**Your task**
Count the lines below that contain the string "graduation" and give only that number.

**Entries**

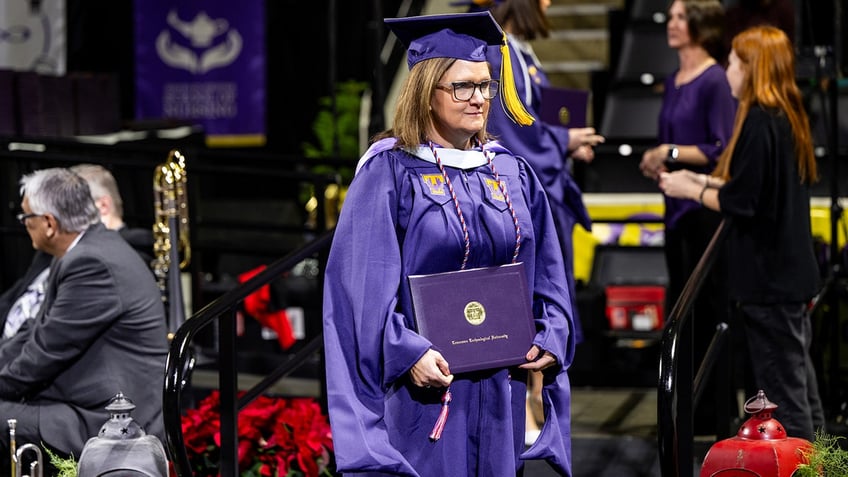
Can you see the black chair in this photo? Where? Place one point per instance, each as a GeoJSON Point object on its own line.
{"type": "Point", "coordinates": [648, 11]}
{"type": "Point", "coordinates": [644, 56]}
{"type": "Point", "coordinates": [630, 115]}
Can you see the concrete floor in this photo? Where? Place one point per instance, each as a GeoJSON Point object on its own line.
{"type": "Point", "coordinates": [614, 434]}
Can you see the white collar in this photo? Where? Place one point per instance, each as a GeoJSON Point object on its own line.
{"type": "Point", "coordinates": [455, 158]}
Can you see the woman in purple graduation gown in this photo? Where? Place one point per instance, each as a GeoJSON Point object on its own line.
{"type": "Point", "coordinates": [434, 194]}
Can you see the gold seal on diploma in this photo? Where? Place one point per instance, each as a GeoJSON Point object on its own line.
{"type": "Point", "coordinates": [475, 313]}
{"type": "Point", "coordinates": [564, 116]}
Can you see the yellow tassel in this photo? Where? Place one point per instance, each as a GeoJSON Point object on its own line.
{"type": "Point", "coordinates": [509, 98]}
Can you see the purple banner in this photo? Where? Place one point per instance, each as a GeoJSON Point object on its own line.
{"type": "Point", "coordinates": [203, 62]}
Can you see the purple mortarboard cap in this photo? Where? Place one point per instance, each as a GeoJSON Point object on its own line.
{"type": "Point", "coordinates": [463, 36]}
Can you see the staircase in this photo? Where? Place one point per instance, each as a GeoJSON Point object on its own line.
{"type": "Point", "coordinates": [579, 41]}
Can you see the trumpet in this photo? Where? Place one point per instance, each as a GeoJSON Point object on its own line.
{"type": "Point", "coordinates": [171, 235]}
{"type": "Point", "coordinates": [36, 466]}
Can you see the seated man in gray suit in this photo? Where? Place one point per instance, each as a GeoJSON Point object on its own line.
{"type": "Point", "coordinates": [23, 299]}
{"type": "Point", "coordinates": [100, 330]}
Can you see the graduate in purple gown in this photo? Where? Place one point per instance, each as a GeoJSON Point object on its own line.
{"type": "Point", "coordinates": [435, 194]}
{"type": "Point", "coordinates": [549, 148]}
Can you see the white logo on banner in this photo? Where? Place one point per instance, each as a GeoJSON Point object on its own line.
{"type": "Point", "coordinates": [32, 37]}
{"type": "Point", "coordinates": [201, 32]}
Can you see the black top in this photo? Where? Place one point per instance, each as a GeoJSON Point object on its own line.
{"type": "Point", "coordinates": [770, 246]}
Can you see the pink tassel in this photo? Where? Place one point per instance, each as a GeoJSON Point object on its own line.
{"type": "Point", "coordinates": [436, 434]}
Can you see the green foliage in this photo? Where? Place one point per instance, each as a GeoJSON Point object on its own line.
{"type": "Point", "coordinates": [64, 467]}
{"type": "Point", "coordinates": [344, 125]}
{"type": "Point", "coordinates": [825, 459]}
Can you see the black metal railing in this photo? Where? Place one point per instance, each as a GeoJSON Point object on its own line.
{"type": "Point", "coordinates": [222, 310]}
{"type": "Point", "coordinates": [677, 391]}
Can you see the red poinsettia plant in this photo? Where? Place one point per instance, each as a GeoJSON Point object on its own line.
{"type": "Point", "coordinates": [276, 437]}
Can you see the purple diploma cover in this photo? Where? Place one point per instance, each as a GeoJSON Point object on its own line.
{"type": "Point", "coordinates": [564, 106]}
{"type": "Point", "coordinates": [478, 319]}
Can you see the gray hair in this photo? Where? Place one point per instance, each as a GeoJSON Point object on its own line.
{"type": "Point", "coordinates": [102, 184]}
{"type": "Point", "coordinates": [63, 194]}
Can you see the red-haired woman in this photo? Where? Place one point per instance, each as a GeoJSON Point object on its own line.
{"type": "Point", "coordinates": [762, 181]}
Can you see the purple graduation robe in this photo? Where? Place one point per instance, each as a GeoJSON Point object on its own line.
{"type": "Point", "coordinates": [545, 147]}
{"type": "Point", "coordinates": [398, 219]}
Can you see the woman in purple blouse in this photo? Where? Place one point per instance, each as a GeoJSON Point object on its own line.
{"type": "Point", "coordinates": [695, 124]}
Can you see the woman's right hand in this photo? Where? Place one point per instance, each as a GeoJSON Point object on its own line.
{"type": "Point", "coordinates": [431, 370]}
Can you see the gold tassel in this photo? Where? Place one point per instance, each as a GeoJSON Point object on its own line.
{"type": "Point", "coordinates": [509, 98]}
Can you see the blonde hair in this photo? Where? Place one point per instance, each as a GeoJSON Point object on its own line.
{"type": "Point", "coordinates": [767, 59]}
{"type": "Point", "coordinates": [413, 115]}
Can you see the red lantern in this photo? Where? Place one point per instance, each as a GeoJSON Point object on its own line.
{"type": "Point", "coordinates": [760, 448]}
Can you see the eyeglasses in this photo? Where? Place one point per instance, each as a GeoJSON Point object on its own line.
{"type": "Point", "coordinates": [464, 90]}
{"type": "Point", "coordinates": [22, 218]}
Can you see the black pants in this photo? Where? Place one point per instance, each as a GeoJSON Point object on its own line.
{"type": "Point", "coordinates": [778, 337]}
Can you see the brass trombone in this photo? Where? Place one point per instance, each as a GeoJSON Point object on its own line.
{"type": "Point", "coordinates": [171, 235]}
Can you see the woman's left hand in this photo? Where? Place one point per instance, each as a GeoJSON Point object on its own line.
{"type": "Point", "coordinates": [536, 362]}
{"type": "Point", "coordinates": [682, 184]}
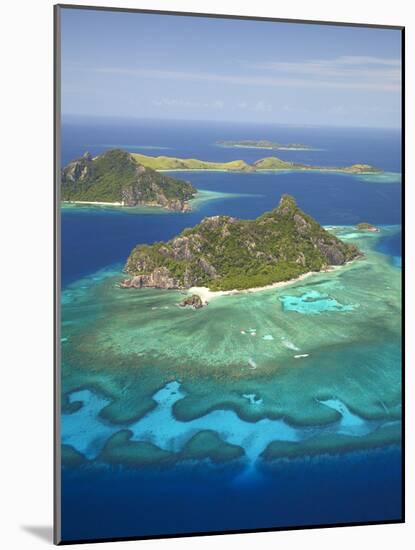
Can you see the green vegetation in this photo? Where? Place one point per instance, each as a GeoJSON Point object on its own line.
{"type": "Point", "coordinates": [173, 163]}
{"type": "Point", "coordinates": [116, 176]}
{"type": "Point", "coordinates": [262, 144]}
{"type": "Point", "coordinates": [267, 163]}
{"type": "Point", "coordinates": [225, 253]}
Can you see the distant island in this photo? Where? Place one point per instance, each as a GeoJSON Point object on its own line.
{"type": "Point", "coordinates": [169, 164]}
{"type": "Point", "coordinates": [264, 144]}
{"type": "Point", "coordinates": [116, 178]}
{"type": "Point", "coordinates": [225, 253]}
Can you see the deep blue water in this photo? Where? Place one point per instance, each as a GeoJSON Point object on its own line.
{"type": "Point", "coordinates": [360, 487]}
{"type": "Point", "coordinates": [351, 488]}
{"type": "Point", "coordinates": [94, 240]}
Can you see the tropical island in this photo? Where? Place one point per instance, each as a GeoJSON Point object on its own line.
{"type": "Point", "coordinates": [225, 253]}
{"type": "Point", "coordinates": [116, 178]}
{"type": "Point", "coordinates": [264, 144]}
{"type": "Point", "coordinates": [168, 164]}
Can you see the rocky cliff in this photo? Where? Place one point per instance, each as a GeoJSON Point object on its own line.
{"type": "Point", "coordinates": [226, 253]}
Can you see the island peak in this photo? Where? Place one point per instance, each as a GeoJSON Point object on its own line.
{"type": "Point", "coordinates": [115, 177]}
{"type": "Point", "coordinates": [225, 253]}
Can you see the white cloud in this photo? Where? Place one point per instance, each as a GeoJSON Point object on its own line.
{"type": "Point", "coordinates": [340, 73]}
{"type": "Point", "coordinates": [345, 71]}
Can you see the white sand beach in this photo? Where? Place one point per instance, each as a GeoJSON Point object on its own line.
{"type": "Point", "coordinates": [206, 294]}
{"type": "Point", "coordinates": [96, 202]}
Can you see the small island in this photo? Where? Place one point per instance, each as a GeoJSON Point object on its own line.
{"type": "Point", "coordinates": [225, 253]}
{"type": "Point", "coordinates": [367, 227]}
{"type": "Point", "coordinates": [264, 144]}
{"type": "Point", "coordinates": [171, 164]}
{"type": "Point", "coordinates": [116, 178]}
--
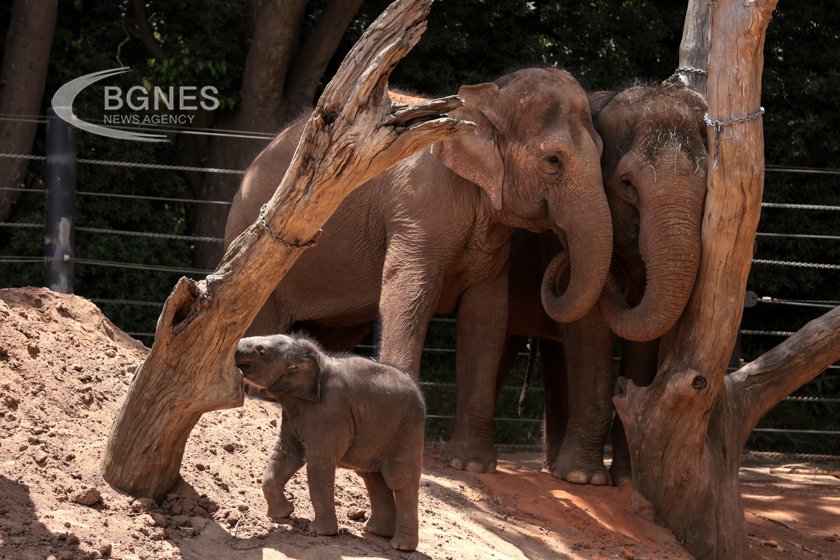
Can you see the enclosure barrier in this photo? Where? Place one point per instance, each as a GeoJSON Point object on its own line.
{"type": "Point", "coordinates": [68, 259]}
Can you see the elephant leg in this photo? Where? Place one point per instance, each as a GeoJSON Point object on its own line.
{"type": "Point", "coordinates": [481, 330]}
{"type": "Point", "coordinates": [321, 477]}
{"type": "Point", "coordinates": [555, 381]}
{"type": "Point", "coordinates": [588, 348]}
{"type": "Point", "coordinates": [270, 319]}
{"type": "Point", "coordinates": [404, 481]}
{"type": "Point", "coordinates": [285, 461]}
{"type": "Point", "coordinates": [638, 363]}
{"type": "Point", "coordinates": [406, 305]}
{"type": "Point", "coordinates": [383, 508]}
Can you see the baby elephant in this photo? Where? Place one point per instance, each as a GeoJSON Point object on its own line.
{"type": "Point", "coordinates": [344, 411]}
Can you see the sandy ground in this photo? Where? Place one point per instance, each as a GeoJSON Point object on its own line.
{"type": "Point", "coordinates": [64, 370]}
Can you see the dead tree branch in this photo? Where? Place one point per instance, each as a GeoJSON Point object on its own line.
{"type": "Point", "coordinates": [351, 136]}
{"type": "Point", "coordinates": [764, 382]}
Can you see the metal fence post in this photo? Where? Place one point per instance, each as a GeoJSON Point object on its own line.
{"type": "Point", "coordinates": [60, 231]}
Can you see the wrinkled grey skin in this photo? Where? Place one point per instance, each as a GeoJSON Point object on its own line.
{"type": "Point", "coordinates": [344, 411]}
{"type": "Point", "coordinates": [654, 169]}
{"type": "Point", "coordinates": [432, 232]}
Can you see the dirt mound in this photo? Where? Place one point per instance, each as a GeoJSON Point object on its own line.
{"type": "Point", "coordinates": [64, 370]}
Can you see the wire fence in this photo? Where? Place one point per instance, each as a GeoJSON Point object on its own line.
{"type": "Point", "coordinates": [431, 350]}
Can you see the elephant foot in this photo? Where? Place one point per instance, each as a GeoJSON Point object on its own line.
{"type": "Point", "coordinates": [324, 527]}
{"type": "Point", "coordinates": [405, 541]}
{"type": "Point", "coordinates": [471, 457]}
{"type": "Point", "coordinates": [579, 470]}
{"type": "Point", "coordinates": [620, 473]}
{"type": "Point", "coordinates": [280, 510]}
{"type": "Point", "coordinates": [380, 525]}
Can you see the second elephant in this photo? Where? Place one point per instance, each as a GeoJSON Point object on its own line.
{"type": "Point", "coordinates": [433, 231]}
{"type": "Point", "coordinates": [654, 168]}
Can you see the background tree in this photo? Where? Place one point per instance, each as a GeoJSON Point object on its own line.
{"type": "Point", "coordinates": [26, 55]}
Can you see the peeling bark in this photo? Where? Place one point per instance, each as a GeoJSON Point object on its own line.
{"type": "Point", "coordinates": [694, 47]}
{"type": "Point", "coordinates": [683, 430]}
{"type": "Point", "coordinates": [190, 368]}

**The result**
2